- Selected excerpt -
■ ■ ■

The decision by the government to abandon plans to block web sites sharing illegal software, games, video and music has been met with dismay from those trying to fight piracy.

Yesterday the government unveiled its response to the Hargreaves Review on intellectual property and also updated its progress on implementing the Digital Economy Act, which had recommended blocking file-sharing web sites.

But the government said that it believed blocking sites was unworkable and other ways to fight piracy would be investigated.

Julian Heathcote Hobbins, general counsel at the Federation Against Software Theft (FAST) said that the decision to back down on blocking sites would be a retrograde step.

Hobbins described the u-turn as a "damaging limitation on the arsenal available to tackle piracy".

"The pirates just reposition these sites utlising the internet's global structure in a game of cat and mouse," he added.

"FAST has been consistent in stating that the priority needs to be on enforcement of IP laws and enabling both civil and criminal law to deter infringers and criminals by protecting the rights holder. Without this, future investment will not be so forthcoming and the UK's position as a global leader in innovation will be challenged," he concluded.

■ ■ ■

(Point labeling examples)
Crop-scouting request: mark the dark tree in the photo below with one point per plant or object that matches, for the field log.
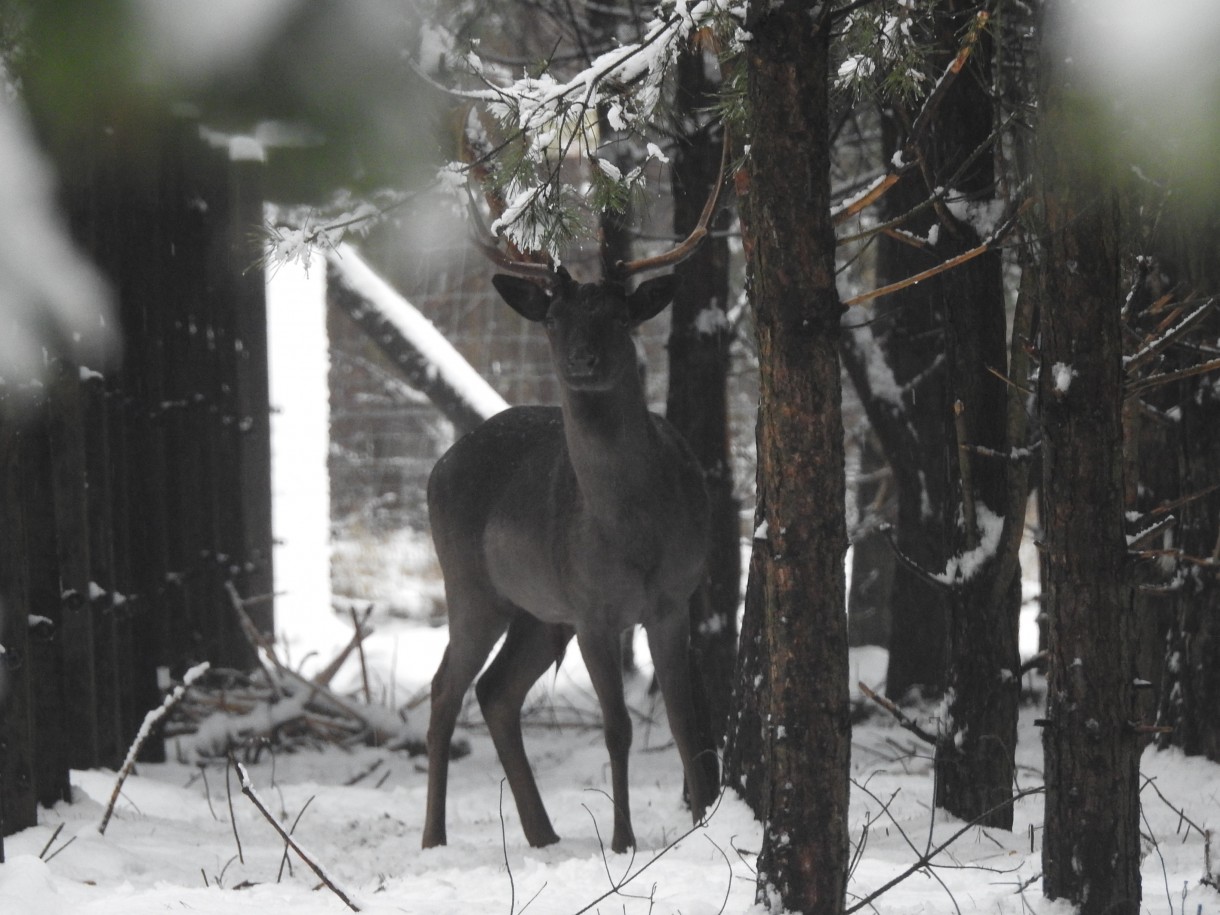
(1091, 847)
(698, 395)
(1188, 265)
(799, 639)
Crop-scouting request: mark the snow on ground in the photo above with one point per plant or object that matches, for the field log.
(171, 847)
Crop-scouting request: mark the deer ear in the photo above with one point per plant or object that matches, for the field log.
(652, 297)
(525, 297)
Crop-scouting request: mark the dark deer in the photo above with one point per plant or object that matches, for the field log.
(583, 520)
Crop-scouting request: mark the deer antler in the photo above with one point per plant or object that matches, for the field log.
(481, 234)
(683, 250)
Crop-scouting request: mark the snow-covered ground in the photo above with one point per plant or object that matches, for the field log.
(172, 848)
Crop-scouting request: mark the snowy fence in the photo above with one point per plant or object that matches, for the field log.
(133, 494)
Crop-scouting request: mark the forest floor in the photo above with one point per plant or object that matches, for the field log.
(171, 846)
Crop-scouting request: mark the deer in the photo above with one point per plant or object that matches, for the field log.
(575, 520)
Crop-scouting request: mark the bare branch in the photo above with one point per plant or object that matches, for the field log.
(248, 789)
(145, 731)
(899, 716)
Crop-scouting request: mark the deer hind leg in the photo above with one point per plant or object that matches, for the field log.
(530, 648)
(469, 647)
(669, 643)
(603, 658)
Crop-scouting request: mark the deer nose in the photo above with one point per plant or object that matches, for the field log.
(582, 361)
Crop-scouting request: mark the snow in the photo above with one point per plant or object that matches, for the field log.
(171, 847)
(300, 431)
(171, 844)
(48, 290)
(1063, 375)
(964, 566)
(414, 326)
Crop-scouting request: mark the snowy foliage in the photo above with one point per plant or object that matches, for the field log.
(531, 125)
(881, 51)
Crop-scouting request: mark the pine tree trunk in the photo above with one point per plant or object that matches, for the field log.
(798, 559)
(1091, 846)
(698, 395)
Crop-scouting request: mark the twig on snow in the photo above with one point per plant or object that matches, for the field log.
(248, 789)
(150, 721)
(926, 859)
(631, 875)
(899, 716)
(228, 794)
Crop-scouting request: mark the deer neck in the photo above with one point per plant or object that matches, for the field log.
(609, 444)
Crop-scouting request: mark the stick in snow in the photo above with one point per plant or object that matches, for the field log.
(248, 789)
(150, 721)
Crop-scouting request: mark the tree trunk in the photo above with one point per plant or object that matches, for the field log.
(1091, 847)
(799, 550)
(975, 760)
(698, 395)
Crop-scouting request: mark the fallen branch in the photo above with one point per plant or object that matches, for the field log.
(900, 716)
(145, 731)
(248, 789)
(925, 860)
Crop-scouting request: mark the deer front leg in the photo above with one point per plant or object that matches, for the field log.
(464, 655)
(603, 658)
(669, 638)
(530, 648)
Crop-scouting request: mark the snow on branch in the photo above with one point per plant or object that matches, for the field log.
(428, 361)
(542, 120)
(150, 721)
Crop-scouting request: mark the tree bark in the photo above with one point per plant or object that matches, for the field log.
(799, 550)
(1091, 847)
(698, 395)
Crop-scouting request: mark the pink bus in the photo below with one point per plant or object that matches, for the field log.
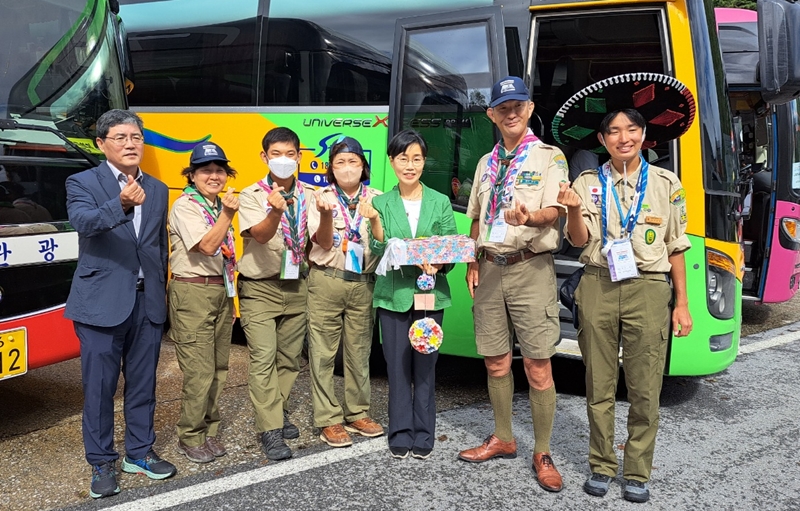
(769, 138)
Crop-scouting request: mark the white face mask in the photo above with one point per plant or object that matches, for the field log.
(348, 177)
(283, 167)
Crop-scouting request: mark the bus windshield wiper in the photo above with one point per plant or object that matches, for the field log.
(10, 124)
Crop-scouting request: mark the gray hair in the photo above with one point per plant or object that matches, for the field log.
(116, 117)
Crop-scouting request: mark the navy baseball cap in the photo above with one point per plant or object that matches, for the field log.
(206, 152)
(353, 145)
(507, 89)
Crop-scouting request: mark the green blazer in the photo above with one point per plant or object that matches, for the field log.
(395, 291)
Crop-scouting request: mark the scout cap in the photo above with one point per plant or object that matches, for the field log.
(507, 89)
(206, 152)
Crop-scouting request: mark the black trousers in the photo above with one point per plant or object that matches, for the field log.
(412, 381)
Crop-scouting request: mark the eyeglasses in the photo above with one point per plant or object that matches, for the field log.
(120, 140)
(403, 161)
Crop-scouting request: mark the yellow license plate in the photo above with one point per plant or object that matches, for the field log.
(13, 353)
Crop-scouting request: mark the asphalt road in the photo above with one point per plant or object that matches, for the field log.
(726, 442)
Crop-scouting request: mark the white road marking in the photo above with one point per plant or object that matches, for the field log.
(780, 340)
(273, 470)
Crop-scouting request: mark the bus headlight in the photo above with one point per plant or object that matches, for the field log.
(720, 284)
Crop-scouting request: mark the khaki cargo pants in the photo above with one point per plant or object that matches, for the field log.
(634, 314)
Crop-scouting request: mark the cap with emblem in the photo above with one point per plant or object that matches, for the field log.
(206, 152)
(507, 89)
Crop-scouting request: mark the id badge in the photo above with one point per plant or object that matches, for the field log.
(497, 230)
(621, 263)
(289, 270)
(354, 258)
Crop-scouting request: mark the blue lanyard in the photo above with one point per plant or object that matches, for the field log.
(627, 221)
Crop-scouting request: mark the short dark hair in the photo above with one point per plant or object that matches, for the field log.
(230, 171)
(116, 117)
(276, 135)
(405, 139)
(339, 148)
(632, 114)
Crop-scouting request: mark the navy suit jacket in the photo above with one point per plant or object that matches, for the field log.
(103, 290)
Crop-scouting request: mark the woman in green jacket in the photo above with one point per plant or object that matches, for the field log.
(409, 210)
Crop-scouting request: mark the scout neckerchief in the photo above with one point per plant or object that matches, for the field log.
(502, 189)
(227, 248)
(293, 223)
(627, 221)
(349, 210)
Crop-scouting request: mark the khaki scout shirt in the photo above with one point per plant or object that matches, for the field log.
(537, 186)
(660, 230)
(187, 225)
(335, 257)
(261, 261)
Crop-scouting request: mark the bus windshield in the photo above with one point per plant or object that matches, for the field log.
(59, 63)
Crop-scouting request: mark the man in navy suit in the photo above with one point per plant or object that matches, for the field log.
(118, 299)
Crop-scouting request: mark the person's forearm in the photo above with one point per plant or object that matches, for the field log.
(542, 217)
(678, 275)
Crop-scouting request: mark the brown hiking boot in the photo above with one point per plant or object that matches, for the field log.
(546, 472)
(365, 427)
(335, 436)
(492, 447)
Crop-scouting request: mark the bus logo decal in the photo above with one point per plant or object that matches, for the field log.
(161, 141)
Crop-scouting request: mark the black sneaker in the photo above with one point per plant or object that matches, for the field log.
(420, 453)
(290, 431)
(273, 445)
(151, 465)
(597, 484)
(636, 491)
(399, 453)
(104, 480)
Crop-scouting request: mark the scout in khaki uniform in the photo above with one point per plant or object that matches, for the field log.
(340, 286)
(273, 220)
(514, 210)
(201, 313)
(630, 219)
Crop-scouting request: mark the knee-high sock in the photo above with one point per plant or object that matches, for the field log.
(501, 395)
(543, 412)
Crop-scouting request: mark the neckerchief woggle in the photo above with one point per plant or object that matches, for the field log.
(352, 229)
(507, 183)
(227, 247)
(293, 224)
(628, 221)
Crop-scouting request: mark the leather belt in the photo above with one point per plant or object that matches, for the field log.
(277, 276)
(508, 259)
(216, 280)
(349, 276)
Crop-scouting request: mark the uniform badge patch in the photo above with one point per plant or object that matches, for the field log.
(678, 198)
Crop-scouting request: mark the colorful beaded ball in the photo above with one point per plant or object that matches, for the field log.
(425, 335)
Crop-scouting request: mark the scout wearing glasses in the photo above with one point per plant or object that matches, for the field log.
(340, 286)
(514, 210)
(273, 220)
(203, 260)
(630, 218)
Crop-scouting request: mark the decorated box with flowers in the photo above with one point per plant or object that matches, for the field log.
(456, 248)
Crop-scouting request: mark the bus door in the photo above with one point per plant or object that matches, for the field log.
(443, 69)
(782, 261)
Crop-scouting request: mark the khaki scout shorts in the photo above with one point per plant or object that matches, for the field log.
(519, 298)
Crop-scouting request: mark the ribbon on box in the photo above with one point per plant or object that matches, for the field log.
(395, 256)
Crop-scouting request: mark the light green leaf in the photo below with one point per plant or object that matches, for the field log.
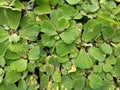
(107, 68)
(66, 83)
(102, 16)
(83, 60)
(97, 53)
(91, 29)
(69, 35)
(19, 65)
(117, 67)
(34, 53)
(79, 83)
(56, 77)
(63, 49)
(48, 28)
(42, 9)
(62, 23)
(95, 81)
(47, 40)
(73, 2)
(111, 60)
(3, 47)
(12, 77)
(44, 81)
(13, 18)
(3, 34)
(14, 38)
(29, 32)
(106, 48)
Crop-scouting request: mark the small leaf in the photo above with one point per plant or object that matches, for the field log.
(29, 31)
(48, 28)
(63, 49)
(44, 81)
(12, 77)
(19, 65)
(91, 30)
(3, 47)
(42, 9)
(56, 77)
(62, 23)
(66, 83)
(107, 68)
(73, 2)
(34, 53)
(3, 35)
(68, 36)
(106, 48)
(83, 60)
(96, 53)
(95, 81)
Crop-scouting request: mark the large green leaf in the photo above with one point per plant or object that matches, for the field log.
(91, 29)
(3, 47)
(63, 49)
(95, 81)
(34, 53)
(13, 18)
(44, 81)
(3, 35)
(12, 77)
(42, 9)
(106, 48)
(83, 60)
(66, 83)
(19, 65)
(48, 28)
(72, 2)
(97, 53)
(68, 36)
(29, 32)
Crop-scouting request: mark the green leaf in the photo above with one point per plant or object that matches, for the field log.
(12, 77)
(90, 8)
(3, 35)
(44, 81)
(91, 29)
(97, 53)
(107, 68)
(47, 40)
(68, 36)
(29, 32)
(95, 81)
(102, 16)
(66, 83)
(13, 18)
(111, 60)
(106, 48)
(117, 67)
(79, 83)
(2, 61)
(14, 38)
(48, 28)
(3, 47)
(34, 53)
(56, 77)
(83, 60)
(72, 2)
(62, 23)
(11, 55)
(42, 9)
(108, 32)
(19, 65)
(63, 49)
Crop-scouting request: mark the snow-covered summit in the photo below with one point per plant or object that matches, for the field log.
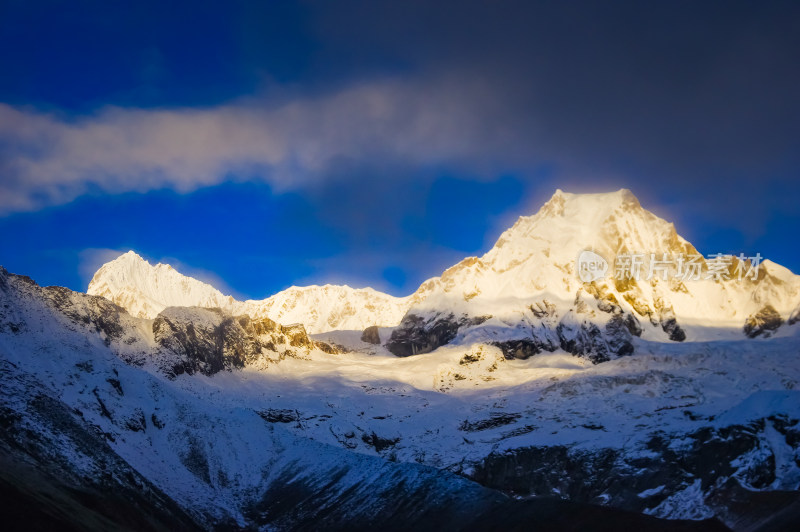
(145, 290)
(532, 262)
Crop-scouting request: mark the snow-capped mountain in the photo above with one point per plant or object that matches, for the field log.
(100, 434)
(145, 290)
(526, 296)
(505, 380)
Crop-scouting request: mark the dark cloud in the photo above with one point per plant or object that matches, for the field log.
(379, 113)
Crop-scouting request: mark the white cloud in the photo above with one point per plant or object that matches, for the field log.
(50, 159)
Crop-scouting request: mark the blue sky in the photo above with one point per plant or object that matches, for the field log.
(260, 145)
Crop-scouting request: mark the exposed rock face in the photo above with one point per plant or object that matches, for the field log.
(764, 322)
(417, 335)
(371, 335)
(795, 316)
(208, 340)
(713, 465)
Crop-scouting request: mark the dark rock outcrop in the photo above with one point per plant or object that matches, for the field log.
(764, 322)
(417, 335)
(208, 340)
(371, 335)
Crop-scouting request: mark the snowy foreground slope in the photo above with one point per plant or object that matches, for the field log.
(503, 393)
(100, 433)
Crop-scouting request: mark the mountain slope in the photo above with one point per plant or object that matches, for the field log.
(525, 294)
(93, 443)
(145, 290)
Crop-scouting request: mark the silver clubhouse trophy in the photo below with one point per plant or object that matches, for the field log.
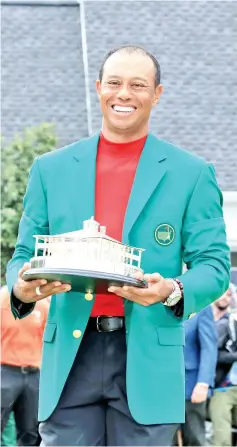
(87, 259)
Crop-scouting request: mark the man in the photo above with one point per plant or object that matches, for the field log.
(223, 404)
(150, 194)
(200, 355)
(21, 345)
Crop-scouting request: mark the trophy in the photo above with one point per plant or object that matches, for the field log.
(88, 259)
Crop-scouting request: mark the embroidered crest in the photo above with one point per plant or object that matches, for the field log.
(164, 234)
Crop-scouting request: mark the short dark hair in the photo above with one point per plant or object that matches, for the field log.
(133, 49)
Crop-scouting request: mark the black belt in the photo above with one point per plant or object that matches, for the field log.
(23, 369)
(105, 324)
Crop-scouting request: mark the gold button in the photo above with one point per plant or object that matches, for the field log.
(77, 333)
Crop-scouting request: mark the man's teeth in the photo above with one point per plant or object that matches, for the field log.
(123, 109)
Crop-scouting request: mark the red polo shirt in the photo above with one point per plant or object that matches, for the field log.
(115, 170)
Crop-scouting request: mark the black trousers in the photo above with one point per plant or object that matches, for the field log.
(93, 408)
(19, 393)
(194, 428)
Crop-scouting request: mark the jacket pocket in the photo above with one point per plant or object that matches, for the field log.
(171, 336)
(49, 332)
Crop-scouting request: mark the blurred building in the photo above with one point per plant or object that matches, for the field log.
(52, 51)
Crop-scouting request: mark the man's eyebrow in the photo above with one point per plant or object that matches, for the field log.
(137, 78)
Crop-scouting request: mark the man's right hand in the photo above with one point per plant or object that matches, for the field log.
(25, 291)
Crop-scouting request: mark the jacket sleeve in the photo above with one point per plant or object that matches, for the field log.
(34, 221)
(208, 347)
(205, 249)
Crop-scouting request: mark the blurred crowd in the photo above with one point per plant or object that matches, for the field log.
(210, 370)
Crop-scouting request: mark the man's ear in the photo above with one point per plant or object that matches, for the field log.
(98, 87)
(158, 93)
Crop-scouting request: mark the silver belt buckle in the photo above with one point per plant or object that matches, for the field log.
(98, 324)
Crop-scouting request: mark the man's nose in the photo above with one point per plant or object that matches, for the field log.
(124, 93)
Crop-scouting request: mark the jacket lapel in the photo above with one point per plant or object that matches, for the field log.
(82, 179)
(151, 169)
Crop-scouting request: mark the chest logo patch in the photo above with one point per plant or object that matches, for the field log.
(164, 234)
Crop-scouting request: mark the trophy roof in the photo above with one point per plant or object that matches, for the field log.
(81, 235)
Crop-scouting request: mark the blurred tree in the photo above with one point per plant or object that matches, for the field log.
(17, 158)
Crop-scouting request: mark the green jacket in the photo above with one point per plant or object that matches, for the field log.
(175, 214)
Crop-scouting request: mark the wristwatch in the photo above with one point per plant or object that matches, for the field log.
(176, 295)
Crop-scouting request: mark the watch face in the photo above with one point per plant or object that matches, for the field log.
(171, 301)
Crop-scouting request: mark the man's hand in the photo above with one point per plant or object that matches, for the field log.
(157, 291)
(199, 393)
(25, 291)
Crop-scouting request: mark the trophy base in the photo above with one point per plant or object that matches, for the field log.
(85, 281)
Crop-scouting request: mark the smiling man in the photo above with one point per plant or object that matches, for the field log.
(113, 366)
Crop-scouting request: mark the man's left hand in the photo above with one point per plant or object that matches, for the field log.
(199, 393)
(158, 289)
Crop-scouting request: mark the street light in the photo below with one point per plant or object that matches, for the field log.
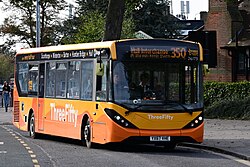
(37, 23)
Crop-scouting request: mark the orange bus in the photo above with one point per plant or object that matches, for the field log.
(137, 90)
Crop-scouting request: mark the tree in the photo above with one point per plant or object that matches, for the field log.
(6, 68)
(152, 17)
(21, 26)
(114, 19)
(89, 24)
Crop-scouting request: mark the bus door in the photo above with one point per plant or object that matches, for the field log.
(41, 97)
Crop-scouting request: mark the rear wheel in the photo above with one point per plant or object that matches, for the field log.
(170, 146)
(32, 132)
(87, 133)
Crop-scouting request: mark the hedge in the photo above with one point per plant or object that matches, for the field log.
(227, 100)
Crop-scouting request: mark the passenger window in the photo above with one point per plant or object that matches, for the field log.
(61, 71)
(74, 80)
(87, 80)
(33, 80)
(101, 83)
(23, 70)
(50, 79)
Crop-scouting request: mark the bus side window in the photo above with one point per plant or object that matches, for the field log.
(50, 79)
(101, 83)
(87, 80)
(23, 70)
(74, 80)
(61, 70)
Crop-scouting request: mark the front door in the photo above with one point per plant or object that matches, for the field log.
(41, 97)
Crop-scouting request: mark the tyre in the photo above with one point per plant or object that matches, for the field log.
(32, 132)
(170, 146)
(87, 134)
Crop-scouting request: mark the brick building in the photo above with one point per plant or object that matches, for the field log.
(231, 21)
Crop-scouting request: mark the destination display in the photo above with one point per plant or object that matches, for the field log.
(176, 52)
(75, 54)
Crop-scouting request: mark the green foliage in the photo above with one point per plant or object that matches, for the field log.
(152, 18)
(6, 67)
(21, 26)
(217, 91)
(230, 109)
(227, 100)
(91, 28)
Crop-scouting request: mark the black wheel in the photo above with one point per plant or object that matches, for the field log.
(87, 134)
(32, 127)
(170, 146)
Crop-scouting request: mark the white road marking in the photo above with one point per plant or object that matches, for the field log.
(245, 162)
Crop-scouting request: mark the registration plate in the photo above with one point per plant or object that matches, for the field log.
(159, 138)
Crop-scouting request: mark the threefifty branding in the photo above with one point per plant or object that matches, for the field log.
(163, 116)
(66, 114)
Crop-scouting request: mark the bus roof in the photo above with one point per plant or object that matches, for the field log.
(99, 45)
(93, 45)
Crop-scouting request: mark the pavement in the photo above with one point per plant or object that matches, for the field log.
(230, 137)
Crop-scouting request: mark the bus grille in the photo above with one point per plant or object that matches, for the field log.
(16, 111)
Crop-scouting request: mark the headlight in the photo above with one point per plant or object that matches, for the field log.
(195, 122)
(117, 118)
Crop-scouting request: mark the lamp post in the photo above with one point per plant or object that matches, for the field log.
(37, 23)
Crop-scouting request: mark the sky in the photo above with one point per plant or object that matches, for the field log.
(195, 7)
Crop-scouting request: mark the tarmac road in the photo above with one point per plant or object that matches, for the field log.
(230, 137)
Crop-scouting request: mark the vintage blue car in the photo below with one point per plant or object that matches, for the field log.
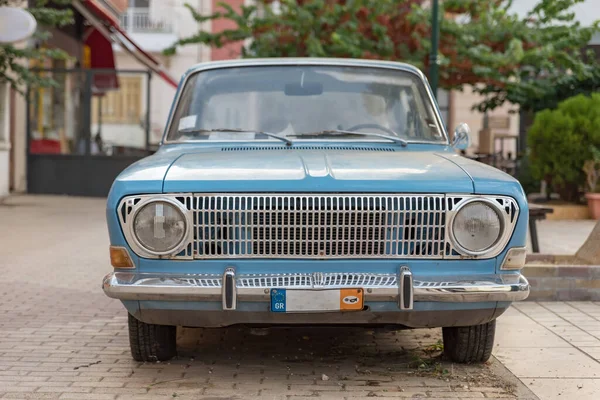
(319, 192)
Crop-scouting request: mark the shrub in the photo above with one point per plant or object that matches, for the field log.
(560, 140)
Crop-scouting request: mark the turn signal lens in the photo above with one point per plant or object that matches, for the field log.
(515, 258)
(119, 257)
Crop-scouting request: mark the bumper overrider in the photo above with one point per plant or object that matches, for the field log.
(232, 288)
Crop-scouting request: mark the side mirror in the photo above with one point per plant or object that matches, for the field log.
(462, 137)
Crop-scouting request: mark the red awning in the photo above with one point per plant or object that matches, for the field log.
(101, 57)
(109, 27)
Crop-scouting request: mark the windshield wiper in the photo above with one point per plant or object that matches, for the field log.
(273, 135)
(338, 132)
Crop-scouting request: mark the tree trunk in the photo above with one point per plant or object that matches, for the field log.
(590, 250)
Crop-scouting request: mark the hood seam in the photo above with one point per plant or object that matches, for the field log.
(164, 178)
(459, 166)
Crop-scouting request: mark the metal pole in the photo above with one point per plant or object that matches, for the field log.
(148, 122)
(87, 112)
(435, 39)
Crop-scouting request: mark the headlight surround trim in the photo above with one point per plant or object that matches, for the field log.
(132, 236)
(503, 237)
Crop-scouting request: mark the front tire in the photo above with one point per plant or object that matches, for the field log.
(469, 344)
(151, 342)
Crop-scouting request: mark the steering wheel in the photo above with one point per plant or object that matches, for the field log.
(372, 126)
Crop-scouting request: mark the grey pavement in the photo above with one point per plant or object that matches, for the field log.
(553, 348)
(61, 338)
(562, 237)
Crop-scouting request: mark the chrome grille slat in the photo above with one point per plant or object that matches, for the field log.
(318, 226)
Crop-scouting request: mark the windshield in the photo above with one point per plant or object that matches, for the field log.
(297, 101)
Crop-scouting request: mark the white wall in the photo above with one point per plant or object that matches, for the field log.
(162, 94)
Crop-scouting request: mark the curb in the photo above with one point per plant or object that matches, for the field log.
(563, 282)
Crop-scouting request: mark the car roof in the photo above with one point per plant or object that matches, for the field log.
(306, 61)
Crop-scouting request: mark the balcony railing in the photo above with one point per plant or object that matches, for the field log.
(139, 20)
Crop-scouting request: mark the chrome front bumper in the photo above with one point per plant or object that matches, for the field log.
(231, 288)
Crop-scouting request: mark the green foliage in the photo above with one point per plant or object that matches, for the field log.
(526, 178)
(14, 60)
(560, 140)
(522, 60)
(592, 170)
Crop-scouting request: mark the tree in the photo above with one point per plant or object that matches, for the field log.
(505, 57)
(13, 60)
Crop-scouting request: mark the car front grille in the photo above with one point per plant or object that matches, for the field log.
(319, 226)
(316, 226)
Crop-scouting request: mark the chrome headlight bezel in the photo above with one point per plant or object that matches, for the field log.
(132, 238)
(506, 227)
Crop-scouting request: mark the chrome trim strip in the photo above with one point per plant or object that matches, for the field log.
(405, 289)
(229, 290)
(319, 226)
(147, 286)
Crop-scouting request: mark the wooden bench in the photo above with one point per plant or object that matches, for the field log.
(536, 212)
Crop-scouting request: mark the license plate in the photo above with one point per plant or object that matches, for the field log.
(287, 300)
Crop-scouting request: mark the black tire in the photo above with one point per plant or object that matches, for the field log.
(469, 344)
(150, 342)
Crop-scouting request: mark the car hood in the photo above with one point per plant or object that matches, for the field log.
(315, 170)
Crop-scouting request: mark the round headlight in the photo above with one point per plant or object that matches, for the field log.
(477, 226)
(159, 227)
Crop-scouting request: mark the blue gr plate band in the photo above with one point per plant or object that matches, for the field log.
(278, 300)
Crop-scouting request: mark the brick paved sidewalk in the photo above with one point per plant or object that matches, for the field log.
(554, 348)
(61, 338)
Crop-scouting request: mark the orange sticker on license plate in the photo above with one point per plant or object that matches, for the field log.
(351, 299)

■ ■ ■

- Tasks to perform -
1. Please reproduce word for word the stretch of the piracy article above from "Julian Heathcote Hobbins, general" through "a retrograde step.".
2. Resume the article on the government's site-blocking decision, writing on from its final sentence.

- Written answers -
1.
Julian Heathcote Hobbins, general counsel at the Federation Against Software Theft (FAST) said that the decision to back down on blocking sites would be a retrograde step.

2.
In the response to Hargreaves unveiled by Vince Cable, the business secretary, the reasoning for making the climb down on site blocking was spelt out.

"Following advice from Ofcom...site blocking will not be brought forward at this time. However, the Government is keen to explore the issues raised by Ofcom's report and will do more work on what other measures can be pursued to tackle online copyright infringement," it stated.

But the government pledged to carry on finding other ways to combat piracy.

"The issue of online infringement of both copyright and (through sale of fake goods) trade marks is a pressing one for many firms. The Government will continue to devote effort to deterring IP infringement online (including through implementation of the Digital Economy Act) and offline, as its partners do," it added.